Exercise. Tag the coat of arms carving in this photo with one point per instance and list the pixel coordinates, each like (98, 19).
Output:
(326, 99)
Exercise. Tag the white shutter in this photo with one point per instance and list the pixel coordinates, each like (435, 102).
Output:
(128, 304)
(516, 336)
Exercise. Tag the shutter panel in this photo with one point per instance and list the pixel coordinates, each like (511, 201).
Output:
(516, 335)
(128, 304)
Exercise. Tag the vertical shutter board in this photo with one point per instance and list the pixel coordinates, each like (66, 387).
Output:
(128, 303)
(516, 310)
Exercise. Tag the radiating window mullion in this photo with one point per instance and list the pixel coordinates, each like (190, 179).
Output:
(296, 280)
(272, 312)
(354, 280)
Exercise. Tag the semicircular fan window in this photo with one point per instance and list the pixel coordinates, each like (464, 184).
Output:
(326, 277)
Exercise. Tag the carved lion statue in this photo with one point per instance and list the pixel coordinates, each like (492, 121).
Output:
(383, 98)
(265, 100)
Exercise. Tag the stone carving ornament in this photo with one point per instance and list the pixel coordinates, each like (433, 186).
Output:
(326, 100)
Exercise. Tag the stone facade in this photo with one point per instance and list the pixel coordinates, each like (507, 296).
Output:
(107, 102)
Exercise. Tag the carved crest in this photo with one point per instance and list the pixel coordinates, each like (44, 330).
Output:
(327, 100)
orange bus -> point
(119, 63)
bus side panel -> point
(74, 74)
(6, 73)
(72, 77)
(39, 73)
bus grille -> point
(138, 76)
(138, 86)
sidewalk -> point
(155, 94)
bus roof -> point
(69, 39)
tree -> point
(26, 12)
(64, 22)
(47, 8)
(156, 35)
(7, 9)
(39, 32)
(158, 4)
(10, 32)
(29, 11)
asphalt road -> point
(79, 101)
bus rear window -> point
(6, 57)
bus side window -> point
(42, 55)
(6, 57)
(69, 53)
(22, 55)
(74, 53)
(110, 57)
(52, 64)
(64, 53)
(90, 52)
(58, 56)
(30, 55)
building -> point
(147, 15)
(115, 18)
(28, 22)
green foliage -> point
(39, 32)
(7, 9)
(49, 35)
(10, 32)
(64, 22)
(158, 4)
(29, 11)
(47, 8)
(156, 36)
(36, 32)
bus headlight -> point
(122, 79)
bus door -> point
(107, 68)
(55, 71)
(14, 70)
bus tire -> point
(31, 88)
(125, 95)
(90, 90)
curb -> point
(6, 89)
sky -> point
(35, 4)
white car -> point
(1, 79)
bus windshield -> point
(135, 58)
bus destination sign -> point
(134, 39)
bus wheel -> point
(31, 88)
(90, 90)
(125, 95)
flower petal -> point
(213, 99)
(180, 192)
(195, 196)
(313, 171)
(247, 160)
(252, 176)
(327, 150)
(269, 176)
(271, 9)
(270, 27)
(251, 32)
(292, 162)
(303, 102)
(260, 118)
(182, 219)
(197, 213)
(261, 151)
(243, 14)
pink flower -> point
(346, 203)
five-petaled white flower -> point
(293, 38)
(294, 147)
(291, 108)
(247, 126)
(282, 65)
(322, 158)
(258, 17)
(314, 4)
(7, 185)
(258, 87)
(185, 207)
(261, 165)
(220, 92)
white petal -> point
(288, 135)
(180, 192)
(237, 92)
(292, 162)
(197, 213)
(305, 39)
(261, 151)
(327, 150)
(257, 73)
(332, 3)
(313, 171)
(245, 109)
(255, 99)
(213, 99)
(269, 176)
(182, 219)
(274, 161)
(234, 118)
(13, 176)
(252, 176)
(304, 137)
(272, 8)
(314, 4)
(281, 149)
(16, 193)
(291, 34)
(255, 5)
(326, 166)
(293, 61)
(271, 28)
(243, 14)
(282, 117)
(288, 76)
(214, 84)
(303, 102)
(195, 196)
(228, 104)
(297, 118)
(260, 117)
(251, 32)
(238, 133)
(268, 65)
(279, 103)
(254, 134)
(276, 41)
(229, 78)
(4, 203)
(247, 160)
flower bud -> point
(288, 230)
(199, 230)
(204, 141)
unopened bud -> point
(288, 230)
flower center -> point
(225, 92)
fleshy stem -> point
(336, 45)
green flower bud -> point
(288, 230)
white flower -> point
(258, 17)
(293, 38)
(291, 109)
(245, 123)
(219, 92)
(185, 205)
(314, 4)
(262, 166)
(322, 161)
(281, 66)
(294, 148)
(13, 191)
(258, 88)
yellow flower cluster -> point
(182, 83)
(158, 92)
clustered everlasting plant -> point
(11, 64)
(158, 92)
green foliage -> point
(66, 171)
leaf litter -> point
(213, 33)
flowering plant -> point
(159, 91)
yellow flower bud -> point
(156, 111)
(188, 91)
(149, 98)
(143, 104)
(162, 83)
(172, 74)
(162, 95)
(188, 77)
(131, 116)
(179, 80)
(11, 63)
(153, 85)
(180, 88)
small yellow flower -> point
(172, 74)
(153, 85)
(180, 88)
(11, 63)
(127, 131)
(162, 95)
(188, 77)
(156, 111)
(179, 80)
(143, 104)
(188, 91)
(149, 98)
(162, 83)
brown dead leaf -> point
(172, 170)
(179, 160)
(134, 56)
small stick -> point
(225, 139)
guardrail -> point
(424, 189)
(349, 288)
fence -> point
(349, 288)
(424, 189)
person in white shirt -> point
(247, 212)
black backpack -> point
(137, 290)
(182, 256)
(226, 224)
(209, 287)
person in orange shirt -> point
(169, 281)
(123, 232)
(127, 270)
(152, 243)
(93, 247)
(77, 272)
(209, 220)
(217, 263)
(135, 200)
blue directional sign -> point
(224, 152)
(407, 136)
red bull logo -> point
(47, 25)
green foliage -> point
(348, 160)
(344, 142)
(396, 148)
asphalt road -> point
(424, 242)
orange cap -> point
* * *
* Problem requirements: Return the full listing, character for character.

* The completed task:
Exercise. Tag the coat of arms carving in this photo with one point per instance and list the pixel coordinates, each like (98, 19).
Output:
(326, 99)
Exercise. Tag the white shutter in this photo with one point per instance and list the pixel coordinates, each like (435, 102).
Output:
(128, 304)
(516, 336)
Exercise. Tag the shutter panel in this photo with one point per instance and list the pixel coordinates, each like (511, 201).
Output:
(516, 335)
(128, 304)
Exercise. Tag the vertical shutter board in this photo with one point per instance and list the pixel coordinates, each like (66, 387).
Output:
(128, 303)
(516, 310)
Exercise. Tag the radiating window mullion in this photo with one point per instance and list the pixel coordinates, each like (190, 179).
Output:
(296, 280)
(272, 312)
(354, 280)
Exercise. Tag the semicircular fan window in this photo with one point per instance and list the pixel coordinates, each like (464, 184).
Output:
(326, 277)
Exercise. Tag the carved lion statue in this photo with one point per instance and list the pixel coordinates, each like (492, 121).
Output:
(383, 98)
(265, 100)
Exercise. Tag the stone carving ornament in this photo with one point per instance and list the pixel coordinates, each like (433, 186).
Output:
(326, 100)
Exercise. Tag the stone facade in this photo with one point per instance and list the pixel coordinates, each like (507, 296).
Output:
(107, 102)
Exercise. Tag the carved crest in this photo with one point per instance and list the pixel coordinates, each like (44, 330).
Output:
(327, 100)
orange bus -> point
(119, 63)
bus side panel -> point
(74, 74)
(6, 73)
(72, 77)
(39, 73)
bus grille -> point
(138, 76)
(138, 86)
sidewalk -> point
(155, 94)
bus roof -> point
(69, 39)
tree -> point
(26, 12)
(64, 22)
(47, 8)
(156, 35)
(7, 9)
(39, 32)
(158, 4)
(10, 32)
(29, 11)
asphalt road -> point
(79, 101)
bus rear window -> point
(6, 57)
bus side window -> point
(42, 55)
(6, 57)
(69, 53)
(22, 55)
(74, 53)
(110, 57)
(52, 64)
(64, 53)
(90, 52)
(58, 56)
(30, 55)
building -> point
(147, 15)
(115, 18)
(28, 22)
green foliage -> point
(39, 32)
(7, 9)
(49, 35)
(10, 32)
(64, 22)
(158, 4)
(29, 11)
(47, 8)
(156, 36)
(36, 32)
bus headlight -> point
(122, 79)
bus door -> point
(107, 68)
(55, 71)
(14, 70)
bus tire -> point
(31, 88)
(125, 95)
(90, 90)
curb -> point
(6, 89)
sky -> point
(35, 4)
white car -> point
(1, 79)
bus windshield -> point
(135, 58)
bus destination sign -> point
(134, 39)
bus wheel -> point
(31, 88)
(90, 90)
(125, 95)
flower petal -> point
(213, 99)
(180, 192)
(195, 196)
(313, 171)
(247, 160)
(252, 176)
(327, 150)
(269, 176)
(271, 9)
(270, 27)
(251, 32)
(292, 162)
(303, 102)
(260, 118)
(182, 219)
(197, 213)
(261, 151)
(243, 14)
pink flower -> point
(346, 203)
five-petaled white flower -> point
(293, 38)
(294, 147)
(291, 108)
(247, 126)
(282, 65)
(322, 158)
(258, 17)
(314, 4)
(7, 185)
(258, 87)
(185, 207)
(261, 165)
(220, 92)
white petal -> point
(288, 135)
(180, 192)
(237, 92)
(292, 162)
(197, 213)
(305, 39)
(261, 151)
(327, 150)
(257, 73)
(332, 3)
(313, 171)
(245, 109)
(255, 99)
(213, 99)
(269, 176)
(182, 219)
(274, 161)
(234, 118)
(13, 176)
(252, 176)
(304, 137)
(272, 8)
(314, 4)
(281, 149)
(16, 193)
(291, 34)
(255, 5)
(326, 166)
(293, 61)
(271, 28)
(243, 14)
(282, 117)
(288, 76)
(214, 84)
(303, 102)
(195, 196)
(228, 104)
(297, 118)
(260, 117)
(251, 32)
(238, 133)
(268, 65)
(279, 103)
(254, 134)
(276, 41)
(229, 78)
(4, 203)
(247, 160)
flower bud -> point
(288, 230)
(199, 230)
(204, 141)
unopened bud -> point
(288, 230)
flower center -> point
(225, 92)
fleshy stem -> point
(336, 45)
green flower bud -> point
(288, 230)
white flower -> point
(258, 17)
(293, 38)
(291, 109)
(245, 123)
(219, 92)
(185, 205)
(314, 4)
(262, 166)
(322, 161)
(281, 66)
(294, 148)
(13, 191)
(258, 88)
yellow flower cluster -> point
(182, 83)
(158, 92)
clustered everlasting plant -> point
(11, 64)
(158, 92)
green foliage -> point
(66, 171)
leaf litter -> point
(213, 33)
flowering plant -> point
(159, 91)
yellow flower bud -> point
(156, 111)
(188, 91)
(149, 98)
(143, 104)
(162, 83)
(172, 74)
(162, 95)
(188, 77)
(131, 116)
(179, 80)
(11, 63)
(153, 85)
(180, 88)
small yellow flower -> point
(172, 74)
(153, 85)
(180, 88)
(11, 63)
(127, 131)
(162, 95)
(188, 77)
(156, 111)
(179, 80)
(143, 104)
(188, 91)
(149, 98)
(162, 83)
brown dead leaf -> point
(172, 170)
(179, 160)
(134, 56)
small stick -> point
(225, 139)
guardrail -> point
(424, 189)
(349, 288)
fence -> point
(349, 288)
(424, 189)
person in white shirt -> point
(247, 212)
black backpack -> point
(137, 290)
(182, 256)
(226, 224)
(209, 287)
person in orange shirt -> point
(169, 281)
(123, 232)
(127, 270)
(152, 243)
(93, 247)
(77, 272)
(209, 220)
(217, 263)
(135, 200)
blue directional sign -> point
(224, 152)
(407, 136)
red bull logo -> point
(47, 25)
green foliage -> point
(348, 160)
(344, 142)
(396, 148)
asphalt road -> point
(424, 242)
orange cap -> point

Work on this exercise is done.